_GOAL OF THE EXERCISE_
Please reproduce all entries word for word, leaving every image behind.

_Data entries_
━━━━━━━━
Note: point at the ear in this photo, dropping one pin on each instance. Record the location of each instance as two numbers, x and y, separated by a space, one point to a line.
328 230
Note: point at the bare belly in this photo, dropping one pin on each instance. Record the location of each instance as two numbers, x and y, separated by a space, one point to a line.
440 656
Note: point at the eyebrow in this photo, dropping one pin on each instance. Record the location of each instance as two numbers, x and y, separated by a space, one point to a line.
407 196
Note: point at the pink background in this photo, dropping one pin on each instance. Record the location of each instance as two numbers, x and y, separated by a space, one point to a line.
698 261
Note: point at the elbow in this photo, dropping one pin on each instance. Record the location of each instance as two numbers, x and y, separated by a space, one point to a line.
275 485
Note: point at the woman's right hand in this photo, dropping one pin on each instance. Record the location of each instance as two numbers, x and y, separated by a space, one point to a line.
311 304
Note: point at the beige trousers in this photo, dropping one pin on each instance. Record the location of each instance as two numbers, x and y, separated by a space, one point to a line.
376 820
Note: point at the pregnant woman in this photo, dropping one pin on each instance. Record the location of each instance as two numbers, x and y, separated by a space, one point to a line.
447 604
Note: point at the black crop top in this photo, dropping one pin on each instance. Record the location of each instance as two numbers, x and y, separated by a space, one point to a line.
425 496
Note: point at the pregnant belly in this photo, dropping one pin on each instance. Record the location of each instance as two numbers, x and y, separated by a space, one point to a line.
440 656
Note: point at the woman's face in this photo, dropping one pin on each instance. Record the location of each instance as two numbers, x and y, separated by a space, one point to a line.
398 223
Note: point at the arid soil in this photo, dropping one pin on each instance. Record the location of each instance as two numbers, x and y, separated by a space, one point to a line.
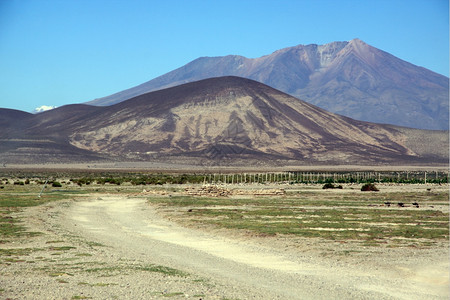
110 246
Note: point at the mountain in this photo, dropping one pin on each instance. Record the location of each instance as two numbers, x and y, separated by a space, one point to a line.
216 121
349 78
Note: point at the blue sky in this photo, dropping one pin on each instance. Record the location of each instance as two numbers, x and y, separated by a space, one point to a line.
56 52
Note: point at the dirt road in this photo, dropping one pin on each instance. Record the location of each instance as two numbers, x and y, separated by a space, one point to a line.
132 228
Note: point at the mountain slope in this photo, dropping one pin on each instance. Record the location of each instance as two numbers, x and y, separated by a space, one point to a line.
349 78
221 119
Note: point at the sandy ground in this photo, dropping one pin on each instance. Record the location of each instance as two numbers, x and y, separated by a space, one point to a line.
116 239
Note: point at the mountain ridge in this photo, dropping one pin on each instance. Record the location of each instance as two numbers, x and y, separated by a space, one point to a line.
215 120
349 78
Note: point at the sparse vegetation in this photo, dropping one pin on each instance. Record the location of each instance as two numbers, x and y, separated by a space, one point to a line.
369 187
329 185
344 217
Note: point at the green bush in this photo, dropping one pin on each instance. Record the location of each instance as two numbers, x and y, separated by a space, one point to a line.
329 185
369 187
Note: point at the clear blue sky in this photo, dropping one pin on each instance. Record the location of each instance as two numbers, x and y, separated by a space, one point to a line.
56 52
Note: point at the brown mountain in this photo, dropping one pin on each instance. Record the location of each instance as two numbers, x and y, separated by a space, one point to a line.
216 120
349 78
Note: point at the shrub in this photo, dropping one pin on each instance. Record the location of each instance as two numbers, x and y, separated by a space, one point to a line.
56 184
369 187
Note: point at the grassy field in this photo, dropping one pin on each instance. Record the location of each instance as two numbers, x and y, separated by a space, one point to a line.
350 216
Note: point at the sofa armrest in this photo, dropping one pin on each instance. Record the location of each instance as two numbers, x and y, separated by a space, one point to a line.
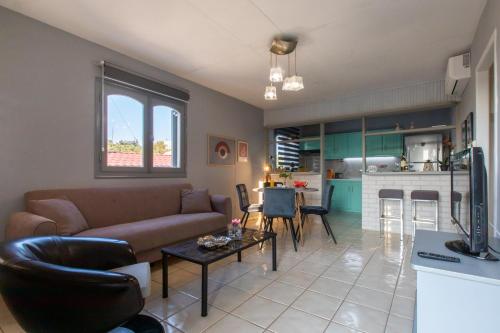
24 224
222 204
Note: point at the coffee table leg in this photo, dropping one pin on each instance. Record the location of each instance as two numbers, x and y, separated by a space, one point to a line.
165 275
204 288
274 251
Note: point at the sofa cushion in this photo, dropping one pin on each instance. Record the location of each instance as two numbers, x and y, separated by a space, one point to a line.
154 233
195 201
108 206
69 220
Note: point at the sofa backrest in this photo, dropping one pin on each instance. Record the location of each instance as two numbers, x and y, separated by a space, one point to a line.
107 206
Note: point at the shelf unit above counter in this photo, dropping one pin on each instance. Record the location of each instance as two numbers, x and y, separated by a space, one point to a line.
346 194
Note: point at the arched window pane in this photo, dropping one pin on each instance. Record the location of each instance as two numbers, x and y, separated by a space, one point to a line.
125 132
166 121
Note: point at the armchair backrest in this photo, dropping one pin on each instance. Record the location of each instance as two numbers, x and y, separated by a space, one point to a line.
60 284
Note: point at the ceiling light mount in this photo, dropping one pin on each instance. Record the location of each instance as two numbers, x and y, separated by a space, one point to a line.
283 46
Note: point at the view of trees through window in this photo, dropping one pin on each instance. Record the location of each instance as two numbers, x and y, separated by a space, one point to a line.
125 133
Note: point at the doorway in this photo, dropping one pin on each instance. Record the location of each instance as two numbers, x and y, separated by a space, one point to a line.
487 118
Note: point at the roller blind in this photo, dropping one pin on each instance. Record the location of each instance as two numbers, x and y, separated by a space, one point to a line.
114 73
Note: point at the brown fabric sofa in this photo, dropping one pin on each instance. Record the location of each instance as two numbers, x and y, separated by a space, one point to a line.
146 217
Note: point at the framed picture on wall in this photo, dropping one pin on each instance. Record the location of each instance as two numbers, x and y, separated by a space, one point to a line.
221 150
242 151
464 134
470 129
━━━━━━━━
_TASK RESULT_
Note: point at the ear in this photo, dropping one pin on each instance. Record the location of each instance as two numbers, x and y, separated by a space, one point to a line.
328 230
Note: point at the bare belly in this photo, dropping one pin on each instance. Record the location of each instance as two numbers, x and y, separated by a space, one point to a line.
440 656
Note: point at the eyebrow in this photo, dropping one pin on each instance. Record the location of each instance as two numbers, x and y, separated by a space, one point to a line.
407 196
Note: point at the pink background in this photo, dropping one pin on each instance. Record the location of each instance as two numbers, x and y, separated by a space, one point to a line.
698 261
Note: point at the elbow in this photo, dropping one pin on each instance. Record the location of each instance as two numbers, x and y, separated by a space, one point to a line.
275 485
Note: point at the woman's right hand in this photo, dropping one pin on each instance. Record the location of each instance as two numbers, x and y, separated by a space, one point to a line.
311 304
Note: point at the beige trousers in this photo, dropping one pin on each instance. Record the location of each instance as two numbers, x and y, separated by a space, one point to a line.
376 820
Note: point at the pregnant woman in this photo, dropping one pin on each instance. Record the location of each instance as two numbers, x and y, separated by a space, one point to a line.
447 604
Note: point at the black crop top in this photo, dropping one pin on each instance. Record the location of each instance as two numbers, x and y, separated by a space, one point to a line.
425 496
Note: point at the pregnant belly in this photo, dropping one pin on each instance. Record the location of each instance as two numbers, x and y, separated by a space, one point to a line.
440 656
Note: point at the woman's face in this photo, dropping one pin on each instance. Record the location of each instance as two numbers, x and y, separated by a space, one point to a line.
398 223
Note: point at the arid soil in this photo, dropping one pin on each instance. Record the location of each instance as two numbers, x and y, separated by a space, one point to a line.
110 246
Note: point at the mountain in this photo, dropping one pin on each instance. Record the location of each instance as two numbers, x and y, separated by a space, one point to a line.
216 121
349 78
Note: point at the blue sky in this photo, dropping one pin on each instance. Record the location of each instance as two numbers, x and y, separated by a space, one point to a line.
56 52
Note: point at the dirt road in this photo, dropping one pin on each instance. Record the location of each instance as two numbers, x and y, separated by a space, one point to a line.
132 228
Note: point at the mountain slope in this photo, dropping one pin on each instance. Record the location of each instance as two numbers, x and y, separated by a space, one point to a line.
349 78
221 119
Note: point at the sandy ground in this photo, dropping one pin on each instance. Record the location of each instance as two numbers, x and y, separated by a space, one point to a line.
116 239
Note: point at the mountain ridge in this photo, dropping one pin on each instance. Record the location of each instance as two numbers, x and y, separated by a space, one point to a line.
215 120
349 78
Note: point at the sparse vegetation in this photo, dropping one pin on each instance. Record the location of each instance as two numbers, x and y, separated by a space, one point to a line.
369 187
329 185
344 217
Note: point at the green bush in this photo, dropping one pin on each instance. Record the location of each instance as two numbers, x and y, separated by a space, one point to a line.
329 185
369 187
Note: point at the clear blue sky in this photo, dropping one pin on each instance. Record the location of each instance as two numbers, x and y, separated by a space, one point to a line.
56 52
Note: point at the brown mountain in this photo, dropping one pin on each instance. Record the location of each instance as two numbers, x and y, separated by a space, one point to a line.
216 120
349 78
Note: point at the shrub in this photo, dropping one pin on each instance. Record the location of each instance as two numbers, x and y, separated by a space, one point to a line.
56 184
369 187
Note: point at the grassy field in this photo, dropping one pin on each instance. Record the location of each instance as two numbers, x and y, separated by a space, one point to a line.
350 216
Note: point at the sofa armrest in this photo, dropping one pin on each instance. Record the location of each instance as two numbers, x and y, separated by a space, one point to a line.
24 224
222 204
Note: point at the coffee table leg in this photo, dropping one pin on each instance. Record the location of each instance as two numbers, x and y, separated by a space, one point to a line.
165 275
204 288
274 251
Note: point at the sofa cushion in this photo, dropping one pin on each instance. Record the location of each instance as two numbers, x and y, separated by a space, one point to a line.
154 233
195 201
108 206
69 220
Note: point at the sofa backrest in this photo, dropping one pin on each instance. Record the location of each instance as two numbers, x and y, separated by a space, one point to a line.
107 206
Note: point at the shelf unit above counter in this photo, dropping one pin on each instance. Record the location of each instance as two numbers, x and y, separated by a space, one point to a line.
346 194
Note: point at the arched window pane in this photo, dropping one pin on each instance. Record the location of each instance as two numbers, x and y, separated by a space, one point to a line.
125 132
166 121
Note: point at the armchair backrest in this photo, dropping one pin on each instance. Record the location of each instance as two numbers, x and y, separated by a space, one point to a line.
60 284
Note: point at the ceiling light mount in this photo, dropping one pin on each instance. Record the location of each instance as two numbers, x and y, separated by a space, one point to a line.
283 46
Note: point at the view of trees through window in this photo, dropping one pin on each instance. Record the location of each instance as two numbers, x and y, separated by a space, one point to a line.
125 133
Note: point at the doorway in this photo, dropping one pin on each instance. Record the location of each instance as two numbers, x and y, separated by a space, one point to a line.
487 118
Note: point at the roller blind in this photo, dropping one pin on each instance. Record the location of each instance as two numbers, x and y, separated by a space, one point to a line.
114 73
Note: point at the brown fabric sofa in this photo, dropping one pin on each instance. Record the location of each instance as two numbers, x and y, separated by a space, one point to a line.
146 217
Note: point at the framed picture on wall in this photo, dropping one pin on each instance. Record the location of each instance as two numbers, x and y, separated by a space, one point to a line.
221 150
242 151
464 134
470 129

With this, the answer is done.